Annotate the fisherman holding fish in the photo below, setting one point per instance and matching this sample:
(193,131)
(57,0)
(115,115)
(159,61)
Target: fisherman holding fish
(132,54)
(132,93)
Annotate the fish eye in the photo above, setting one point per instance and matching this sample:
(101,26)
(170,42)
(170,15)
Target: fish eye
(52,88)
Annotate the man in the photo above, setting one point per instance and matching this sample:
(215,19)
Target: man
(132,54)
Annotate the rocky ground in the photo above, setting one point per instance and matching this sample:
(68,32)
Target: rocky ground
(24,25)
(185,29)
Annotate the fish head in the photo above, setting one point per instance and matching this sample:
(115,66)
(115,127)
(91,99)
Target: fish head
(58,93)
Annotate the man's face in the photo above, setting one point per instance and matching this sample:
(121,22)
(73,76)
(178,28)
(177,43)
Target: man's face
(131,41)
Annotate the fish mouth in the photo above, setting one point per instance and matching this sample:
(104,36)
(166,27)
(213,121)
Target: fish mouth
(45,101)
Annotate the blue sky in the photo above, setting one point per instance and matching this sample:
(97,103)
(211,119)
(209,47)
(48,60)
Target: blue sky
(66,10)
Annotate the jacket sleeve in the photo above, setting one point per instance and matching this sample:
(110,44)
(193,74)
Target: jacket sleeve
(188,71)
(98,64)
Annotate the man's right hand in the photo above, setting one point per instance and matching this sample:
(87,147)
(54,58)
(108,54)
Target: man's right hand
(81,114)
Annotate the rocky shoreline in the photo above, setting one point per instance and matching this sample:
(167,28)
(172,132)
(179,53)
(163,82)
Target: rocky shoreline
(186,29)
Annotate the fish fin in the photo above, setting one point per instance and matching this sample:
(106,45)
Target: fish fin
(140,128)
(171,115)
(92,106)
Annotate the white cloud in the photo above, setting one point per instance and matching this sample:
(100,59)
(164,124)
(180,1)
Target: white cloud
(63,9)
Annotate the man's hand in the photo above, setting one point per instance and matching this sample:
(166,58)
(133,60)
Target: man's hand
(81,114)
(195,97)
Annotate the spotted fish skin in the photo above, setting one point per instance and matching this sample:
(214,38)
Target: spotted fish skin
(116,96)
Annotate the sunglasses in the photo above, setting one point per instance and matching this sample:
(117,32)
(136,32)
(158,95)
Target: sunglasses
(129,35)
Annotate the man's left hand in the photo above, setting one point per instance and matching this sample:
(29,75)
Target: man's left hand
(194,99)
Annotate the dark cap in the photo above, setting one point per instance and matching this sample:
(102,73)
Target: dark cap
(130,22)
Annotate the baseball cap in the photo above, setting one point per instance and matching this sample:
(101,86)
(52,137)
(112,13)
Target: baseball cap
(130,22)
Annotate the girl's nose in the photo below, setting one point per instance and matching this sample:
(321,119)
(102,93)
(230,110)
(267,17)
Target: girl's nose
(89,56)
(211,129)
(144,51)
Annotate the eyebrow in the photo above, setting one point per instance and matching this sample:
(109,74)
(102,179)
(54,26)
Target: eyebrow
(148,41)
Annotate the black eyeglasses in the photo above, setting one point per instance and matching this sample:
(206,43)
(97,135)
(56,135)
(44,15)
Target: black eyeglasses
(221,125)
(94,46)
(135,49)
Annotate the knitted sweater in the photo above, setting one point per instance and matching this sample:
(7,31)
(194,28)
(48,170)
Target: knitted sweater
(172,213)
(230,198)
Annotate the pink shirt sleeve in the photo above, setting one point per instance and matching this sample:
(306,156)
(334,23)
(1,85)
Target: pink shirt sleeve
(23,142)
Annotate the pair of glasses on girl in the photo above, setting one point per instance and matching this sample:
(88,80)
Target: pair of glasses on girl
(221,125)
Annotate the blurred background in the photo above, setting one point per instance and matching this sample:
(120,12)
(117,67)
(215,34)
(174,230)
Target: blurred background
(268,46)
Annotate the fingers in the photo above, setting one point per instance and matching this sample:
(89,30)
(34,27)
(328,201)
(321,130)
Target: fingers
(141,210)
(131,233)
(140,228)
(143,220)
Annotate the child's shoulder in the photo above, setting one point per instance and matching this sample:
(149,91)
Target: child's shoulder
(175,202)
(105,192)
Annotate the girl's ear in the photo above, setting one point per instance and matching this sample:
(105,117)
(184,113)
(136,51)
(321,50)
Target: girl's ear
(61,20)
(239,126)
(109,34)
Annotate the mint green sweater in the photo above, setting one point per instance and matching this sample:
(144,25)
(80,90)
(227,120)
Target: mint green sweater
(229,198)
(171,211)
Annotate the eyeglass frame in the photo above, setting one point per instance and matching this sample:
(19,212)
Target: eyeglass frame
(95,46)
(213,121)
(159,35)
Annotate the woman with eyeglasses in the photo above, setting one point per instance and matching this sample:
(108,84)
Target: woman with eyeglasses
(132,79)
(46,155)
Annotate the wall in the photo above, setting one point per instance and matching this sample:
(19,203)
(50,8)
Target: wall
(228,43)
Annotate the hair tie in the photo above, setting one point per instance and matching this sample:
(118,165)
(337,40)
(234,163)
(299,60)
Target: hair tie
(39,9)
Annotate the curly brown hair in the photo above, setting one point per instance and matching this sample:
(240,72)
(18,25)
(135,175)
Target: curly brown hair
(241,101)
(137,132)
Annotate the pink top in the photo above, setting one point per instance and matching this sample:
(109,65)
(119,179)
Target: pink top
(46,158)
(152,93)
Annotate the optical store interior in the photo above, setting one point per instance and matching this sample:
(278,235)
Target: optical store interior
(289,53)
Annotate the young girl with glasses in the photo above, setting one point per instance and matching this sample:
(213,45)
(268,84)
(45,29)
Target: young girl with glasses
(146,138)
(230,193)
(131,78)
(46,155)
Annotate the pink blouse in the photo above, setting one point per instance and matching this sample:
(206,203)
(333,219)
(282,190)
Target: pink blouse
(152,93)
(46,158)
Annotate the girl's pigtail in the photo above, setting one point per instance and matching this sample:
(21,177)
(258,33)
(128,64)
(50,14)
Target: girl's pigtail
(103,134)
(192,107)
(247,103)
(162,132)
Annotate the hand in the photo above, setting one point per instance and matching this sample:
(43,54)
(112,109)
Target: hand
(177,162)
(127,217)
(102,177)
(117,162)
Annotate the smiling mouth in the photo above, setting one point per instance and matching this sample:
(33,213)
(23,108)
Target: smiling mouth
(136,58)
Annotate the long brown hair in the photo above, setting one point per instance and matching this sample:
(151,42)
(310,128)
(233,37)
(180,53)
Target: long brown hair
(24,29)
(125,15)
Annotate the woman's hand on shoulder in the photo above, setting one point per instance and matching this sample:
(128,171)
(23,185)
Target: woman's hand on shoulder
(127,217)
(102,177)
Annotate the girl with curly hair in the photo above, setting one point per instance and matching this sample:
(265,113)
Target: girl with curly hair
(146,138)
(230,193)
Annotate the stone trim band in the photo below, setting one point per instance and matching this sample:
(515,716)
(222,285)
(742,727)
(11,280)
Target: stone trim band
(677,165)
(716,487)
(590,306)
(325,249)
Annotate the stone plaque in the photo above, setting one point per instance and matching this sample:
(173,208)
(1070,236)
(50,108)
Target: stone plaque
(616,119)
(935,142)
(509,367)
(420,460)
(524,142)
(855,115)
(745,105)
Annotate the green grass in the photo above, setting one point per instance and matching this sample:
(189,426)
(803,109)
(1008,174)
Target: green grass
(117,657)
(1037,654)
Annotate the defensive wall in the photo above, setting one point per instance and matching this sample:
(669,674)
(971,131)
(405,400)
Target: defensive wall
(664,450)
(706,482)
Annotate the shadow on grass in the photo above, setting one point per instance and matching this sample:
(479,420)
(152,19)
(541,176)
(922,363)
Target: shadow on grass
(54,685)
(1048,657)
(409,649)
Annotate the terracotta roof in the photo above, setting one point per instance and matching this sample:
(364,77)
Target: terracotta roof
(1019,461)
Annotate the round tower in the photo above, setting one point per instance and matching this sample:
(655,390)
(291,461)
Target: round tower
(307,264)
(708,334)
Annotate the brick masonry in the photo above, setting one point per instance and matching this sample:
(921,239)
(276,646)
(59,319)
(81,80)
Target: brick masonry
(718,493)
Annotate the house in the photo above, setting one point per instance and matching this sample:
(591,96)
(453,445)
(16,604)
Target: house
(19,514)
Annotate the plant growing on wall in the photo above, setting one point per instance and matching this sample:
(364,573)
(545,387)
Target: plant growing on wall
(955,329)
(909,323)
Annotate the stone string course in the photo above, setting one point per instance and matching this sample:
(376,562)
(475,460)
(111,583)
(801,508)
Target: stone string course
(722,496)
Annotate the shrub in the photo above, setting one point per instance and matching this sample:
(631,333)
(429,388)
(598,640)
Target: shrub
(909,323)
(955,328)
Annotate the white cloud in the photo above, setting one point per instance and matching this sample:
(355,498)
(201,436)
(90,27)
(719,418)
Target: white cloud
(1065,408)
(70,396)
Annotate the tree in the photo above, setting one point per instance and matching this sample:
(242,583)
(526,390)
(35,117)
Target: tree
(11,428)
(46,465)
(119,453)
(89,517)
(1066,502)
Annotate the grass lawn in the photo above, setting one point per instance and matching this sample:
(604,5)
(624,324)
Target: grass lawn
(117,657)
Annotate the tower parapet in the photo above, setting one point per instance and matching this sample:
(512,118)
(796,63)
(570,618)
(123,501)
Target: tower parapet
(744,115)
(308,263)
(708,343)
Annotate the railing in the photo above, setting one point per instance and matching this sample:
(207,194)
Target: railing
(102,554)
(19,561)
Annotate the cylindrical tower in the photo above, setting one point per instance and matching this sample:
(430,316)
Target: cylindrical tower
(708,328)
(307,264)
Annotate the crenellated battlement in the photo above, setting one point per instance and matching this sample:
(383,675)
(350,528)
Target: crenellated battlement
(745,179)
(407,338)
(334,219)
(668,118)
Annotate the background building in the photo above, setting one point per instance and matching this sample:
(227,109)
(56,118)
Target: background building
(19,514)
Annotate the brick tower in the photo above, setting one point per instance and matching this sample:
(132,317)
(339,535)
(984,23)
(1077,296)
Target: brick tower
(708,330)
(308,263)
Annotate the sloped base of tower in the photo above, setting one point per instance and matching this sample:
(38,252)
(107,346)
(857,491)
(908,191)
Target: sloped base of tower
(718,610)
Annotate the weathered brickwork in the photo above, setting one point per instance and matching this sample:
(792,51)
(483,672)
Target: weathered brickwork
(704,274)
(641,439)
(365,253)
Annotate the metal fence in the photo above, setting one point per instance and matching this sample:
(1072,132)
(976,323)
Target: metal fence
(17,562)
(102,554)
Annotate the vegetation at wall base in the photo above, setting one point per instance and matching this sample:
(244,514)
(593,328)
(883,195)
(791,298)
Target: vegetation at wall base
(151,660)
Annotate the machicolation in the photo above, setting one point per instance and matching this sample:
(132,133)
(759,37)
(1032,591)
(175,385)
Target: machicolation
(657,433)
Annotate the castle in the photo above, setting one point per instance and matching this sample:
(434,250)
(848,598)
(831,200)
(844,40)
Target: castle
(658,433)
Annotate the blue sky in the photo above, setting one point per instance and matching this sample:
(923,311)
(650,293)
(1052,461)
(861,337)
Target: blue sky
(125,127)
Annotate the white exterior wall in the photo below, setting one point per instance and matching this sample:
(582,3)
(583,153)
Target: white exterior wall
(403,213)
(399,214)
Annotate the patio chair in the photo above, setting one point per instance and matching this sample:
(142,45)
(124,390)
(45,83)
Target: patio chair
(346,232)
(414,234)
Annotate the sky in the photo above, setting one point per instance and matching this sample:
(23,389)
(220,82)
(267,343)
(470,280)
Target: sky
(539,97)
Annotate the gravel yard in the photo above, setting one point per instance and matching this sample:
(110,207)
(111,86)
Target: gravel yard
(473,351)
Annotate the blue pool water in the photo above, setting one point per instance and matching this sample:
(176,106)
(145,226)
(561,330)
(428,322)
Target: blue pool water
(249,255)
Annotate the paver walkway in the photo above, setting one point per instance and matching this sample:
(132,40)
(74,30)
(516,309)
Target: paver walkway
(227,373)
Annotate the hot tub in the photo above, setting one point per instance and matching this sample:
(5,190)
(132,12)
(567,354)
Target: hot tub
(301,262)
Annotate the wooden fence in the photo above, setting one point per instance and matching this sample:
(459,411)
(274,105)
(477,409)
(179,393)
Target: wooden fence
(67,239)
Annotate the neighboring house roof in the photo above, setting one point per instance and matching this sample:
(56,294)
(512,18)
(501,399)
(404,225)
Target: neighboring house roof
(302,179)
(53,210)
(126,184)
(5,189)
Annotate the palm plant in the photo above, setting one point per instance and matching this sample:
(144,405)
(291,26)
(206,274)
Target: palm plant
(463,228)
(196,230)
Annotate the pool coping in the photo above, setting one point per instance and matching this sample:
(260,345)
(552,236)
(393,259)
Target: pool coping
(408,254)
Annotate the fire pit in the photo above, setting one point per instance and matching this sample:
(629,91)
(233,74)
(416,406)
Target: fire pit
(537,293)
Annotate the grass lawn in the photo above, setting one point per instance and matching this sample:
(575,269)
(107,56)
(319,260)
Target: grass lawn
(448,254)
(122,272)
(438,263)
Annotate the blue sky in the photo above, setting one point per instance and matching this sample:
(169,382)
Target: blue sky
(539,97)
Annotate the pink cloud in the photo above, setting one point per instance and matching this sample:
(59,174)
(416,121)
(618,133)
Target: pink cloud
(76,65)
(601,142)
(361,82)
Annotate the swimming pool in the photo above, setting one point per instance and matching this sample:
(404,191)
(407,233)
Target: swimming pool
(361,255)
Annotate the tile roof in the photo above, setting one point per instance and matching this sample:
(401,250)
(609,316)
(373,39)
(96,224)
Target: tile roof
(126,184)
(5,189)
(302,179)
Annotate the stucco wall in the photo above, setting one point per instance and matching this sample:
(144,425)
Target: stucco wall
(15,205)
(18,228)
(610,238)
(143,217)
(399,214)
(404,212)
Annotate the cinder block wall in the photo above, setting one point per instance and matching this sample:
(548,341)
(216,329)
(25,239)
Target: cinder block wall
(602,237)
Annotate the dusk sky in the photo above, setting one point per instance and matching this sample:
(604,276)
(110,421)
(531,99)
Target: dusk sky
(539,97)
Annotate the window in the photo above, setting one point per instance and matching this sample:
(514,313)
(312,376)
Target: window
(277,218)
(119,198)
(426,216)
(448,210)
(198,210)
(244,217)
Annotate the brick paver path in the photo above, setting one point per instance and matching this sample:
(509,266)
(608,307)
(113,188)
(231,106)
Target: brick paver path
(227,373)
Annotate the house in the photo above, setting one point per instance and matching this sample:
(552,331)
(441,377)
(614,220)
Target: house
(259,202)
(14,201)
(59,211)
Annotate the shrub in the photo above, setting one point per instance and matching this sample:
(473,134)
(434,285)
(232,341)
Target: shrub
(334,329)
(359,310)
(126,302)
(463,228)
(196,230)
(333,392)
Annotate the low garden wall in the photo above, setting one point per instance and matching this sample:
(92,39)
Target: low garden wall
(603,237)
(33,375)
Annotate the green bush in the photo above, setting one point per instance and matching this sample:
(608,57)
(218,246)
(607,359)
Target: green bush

Work to be completed:
Looking at the entries above, determine how many lines contain the word "bush" and state only that number.

Your solution:
2